PROBLEM 1 :: In the article on mental health during COVID-19, reproduce word for word the stretch from "Take breaks from" through "a new hobby.".
PROBLEM 2 :: Which organization is credited as the source of the self-care suggestions in the article on mental health during COVID-19?
PROBLEM 3 :: Extend the article on supporting mental health during the COVID-19 crisis, picking up after its final sentence.

Supporting your Mental Health during the COVID-19 Crisis

Everyone around us is responding to the current state of uncertainty in different ways and to varying degrees.  The outbreak of the Coronavirus disease 2019 (COVID-19) can be stressful and it can be difficult to cope with stress, anxiety, changes in routine and feelings of isolation.

The disruptions to daily life are being felt by many, children are home from school, time is spent working from home, places of worship have closed, and the supportive social gatherings that filled our free time are now off limits.

People respond to stressful situations in many different ways, so it’s important to realize that what might work for you may not work for someone else. But taking steps to take care of yourself and your family can help to manage the increased feelings of instability.

Things you can do to support yourself during the COVID-19 Crisis:

(National Institute of Mental Health)

Take breaks from the news. Give yourself time and space to think about and focus on other things.

Take care of your body. Take deep breaths, stretch, meditate. Eat regular meals; get some physical activity; get a full night’s sleep; avoid alcohol.

Make time to unwind. Concentrate on a hobby or take up a new hobby.

Connect with others. Talk with people you trust about concerns on how you are feeling.

Set goals and priorities. Decide what must get done today and what can wait. Be okay if priorities shift as changes in schedules and routines occur. Recognize what you have accomplished at the end of the day.

Focus on the facts. Sharing the facts about COVID-19 and understanding the actual risk to yourself and people you care about can make the outbreak less stressful.

EXCERPTED DATA ::
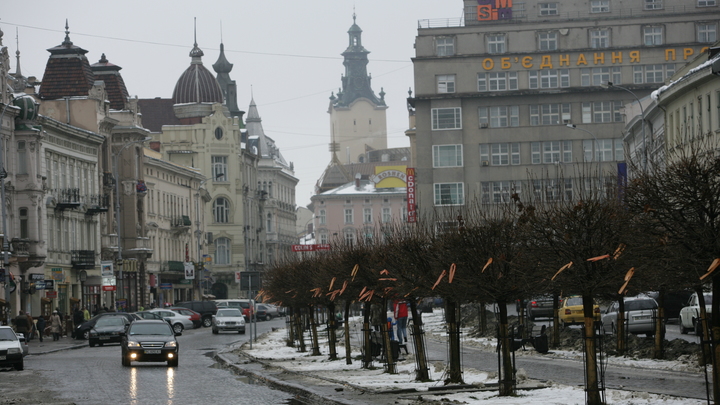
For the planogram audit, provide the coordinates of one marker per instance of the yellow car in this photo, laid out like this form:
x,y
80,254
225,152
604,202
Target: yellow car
x,y
571,312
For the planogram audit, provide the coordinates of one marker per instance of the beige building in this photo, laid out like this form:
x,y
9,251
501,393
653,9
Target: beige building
x,y
515,96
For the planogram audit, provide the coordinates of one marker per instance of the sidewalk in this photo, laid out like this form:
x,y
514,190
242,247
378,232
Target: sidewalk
x,y
37,347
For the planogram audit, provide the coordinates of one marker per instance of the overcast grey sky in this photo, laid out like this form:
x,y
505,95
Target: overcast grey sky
x,y
287,51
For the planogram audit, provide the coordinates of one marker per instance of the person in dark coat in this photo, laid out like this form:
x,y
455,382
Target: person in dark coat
x,y
41,325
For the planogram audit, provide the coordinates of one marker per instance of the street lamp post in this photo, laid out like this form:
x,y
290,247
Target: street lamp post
x,y
118,219
642,120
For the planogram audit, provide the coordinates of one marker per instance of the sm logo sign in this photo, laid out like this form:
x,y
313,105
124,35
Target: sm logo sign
x,y
491,10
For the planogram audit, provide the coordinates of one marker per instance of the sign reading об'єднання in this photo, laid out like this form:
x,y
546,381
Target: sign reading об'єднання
x,y
491,10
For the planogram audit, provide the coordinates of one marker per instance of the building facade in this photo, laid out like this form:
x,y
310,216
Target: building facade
x,y
522,96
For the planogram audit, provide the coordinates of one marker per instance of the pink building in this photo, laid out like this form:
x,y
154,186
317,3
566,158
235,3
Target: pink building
x,y
361,208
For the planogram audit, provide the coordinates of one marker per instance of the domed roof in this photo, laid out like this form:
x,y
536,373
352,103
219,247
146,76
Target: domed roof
x,y
197,84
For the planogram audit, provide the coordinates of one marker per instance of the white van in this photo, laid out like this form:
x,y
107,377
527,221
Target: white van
x,y
243,304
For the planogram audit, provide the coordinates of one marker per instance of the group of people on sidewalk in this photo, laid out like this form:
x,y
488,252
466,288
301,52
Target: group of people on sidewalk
x,y
399,319
54,325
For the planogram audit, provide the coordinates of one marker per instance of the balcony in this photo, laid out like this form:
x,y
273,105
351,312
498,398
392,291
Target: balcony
x,y
82,259
180,223
97,204
176,266
68,198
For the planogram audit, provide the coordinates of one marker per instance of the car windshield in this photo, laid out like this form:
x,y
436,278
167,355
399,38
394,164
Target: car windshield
x,y
110,321
151,329
7,334
573,301
228,312
637,305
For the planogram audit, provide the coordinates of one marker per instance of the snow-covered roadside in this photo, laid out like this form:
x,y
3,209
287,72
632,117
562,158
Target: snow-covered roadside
x,y
271,348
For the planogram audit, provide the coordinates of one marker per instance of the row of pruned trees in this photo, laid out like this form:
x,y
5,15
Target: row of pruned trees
x,y
658,232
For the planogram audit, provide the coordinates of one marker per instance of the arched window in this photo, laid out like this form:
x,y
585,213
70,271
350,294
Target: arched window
x,y
222,251
221,210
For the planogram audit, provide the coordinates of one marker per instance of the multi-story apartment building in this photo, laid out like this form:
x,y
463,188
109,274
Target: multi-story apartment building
x,y
363,208
277,182
522,96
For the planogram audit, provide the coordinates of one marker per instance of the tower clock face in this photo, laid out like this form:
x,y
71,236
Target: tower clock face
x,y
358,82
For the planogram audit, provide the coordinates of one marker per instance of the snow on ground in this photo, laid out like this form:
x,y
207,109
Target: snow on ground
x,y
272,348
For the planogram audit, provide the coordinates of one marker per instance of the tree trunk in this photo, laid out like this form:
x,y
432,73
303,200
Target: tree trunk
x,y
313,329
507,373
367,355
332,327
702,323
715,324
556,321
348,349
659,350
299,328
421,372
291,326
384,329
620,326
592,386
455,373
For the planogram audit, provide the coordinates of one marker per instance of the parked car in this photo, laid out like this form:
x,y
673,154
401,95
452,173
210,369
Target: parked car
x,y
206,309
108,329
690,314
228,319
147,315
83,330
540,307
242,304
150,340
11,350
571,311
271,311
194,316
177,321
640,316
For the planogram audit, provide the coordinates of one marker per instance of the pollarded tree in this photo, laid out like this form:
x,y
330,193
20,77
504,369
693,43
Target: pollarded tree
x,y
683,199
587,237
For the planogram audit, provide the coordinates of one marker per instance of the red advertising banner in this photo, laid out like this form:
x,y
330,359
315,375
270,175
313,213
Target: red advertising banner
x,y
411,191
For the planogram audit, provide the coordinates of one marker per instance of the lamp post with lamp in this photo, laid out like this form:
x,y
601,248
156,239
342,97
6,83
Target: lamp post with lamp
x,y
118,219
642,120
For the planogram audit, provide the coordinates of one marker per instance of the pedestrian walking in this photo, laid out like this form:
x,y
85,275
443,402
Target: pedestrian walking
x,y
22,324
78,319
41,327
401,319
56,325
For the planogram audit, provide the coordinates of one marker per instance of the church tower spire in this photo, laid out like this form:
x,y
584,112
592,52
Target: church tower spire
x,y
356,81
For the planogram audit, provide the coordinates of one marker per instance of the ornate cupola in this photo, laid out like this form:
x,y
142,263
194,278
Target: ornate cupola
x,y
356,82
196,90
67,72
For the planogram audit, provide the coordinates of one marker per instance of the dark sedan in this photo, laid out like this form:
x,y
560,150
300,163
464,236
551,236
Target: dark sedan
x,y
83,331
108,329
150,340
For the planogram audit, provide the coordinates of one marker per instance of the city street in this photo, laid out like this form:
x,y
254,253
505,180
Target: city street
x,y
95,375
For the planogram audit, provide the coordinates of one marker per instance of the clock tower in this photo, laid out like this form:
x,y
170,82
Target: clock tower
x,y
357,116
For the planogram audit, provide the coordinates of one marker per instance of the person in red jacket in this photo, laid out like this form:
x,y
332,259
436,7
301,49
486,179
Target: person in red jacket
x,y
401,319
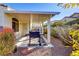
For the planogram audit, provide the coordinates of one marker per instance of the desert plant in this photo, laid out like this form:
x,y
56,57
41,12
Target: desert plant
x,y
7,41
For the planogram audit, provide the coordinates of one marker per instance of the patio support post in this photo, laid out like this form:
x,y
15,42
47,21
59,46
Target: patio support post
x,y
31,19
48,31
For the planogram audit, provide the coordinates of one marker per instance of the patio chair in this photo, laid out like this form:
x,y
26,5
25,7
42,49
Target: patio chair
x,y
34,35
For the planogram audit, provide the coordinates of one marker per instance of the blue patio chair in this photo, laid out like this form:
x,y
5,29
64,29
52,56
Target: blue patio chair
x,y
34,35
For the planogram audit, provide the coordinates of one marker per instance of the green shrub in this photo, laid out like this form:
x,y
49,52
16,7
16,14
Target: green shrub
x,y
75,26
7,41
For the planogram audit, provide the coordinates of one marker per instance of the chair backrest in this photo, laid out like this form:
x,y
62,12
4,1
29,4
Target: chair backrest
x,y
34,34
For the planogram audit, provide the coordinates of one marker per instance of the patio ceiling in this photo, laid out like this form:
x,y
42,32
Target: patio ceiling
x,y
37,17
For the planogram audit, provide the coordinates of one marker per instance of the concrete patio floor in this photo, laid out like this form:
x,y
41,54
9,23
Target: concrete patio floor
x,y
24,41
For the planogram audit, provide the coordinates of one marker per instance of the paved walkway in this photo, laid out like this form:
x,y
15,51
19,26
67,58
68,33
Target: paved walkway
x,y
59,48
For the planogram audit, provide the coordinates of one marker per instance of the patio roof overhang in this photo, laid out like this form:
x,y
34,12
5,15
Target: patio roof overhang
x,y
38,16
33,12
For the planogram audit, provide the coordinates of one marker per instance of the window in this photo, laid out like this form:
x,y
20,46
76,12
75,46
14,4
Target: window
x,y
15,24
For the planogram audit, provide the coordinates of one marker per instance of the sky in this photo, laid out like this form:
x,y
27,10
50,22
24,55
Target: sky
x,y
50,7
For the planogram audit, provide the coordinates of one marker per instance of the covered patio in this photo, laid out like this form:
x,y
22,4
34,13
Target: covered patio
x,y
31,21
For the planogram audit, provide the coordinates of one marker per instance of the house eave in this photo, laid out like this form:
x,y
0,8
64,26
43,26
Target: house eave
x,y
33,12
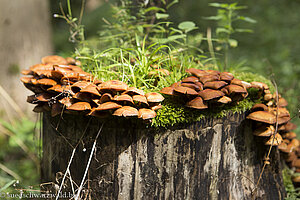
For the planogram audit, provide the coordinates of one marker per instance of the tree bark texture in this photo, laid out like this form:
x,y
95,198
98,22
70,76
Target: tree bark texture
x,y
209,159
25,37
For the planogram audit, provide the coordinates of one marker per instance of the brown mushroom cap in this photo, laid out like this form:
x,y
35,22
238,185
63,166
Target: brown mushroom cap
x,y
154,97
193,86
167,91
105,98
190,79
56,109
155,107
126,111
92,89
76,87
262,116
289,135
44,97
215,84
259,107
113,85
226,76
123,98
268,97
46,81
54,59
209,78
185,90
282,102
108,106
259,85
264,131
66,101
224,100
134,91
197,103
274,140
140,99
290,126
145,113
209,94
80,106
196,72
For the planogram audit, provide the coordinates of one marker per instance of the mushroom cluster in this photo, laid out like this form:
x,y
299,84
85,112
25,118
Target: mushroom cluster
x,y
59,85
207,88
269,114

ANSWER AREA 1 ::
Take breaks from the news. Give yourself time and space to think about and focus on other things.

Take care of your body. Take deep breaths, stretch, meditate. Eat regular meals; get some physical activity; get a full night’s sleep; avoid alcohol.

Make time to unwind. Concentrate on a hobby or take up a new hobby.

ANSWER AREA 2 :: The National Institute of Mental Health.

ANSWER AREA 3 ::
As a caregiver (parent, grandparent, other family relative, nurse, behavioral health supporter, neighbor) remember the three R’s while working with others. Reassure that they are safe, maintain a Routine, and Regulate yourself so you can co-regulate others.  You can’t give what you don’t have yourself. (Dr. Heather Forkey, Associate Professor of Pediatrics at the University of Mass Medical School and pediatrician at UMass Memorial Medical Center)

Resources for those in distress:

In an emergency: Call 911

Maine CRISIS Hotline: 1-888-568-1112

Maine Online Resources: 211 Maine

NAMI Maine: NAMI Family Education Classes being offered via Zoom, FMI and to register visit

G.E.A.R Parent Network: 1-800-264-9224

Substance Abuse and Mental Health Services Administration (SAMHSA) Disaster Distress Helpline:  Call 1-800-985-5990 (TTY 1-800-846-8517).  Text TalkWithUs to 66746

It is important to remember that social distancing does not have to mean social isolation.  Today, modern technologies are available to many of us.  Continue to connect with loved ones and friends through high tech means or through a simple phone call.  These continued connections will help to maintain ties during the stressful days ahead and will give you strength to withstand this difficult time.

COVID-19 is going to end, we just don’t know when.  Increase optimism and courage by remembering, at least once a day, what are the things you can be grateful for today?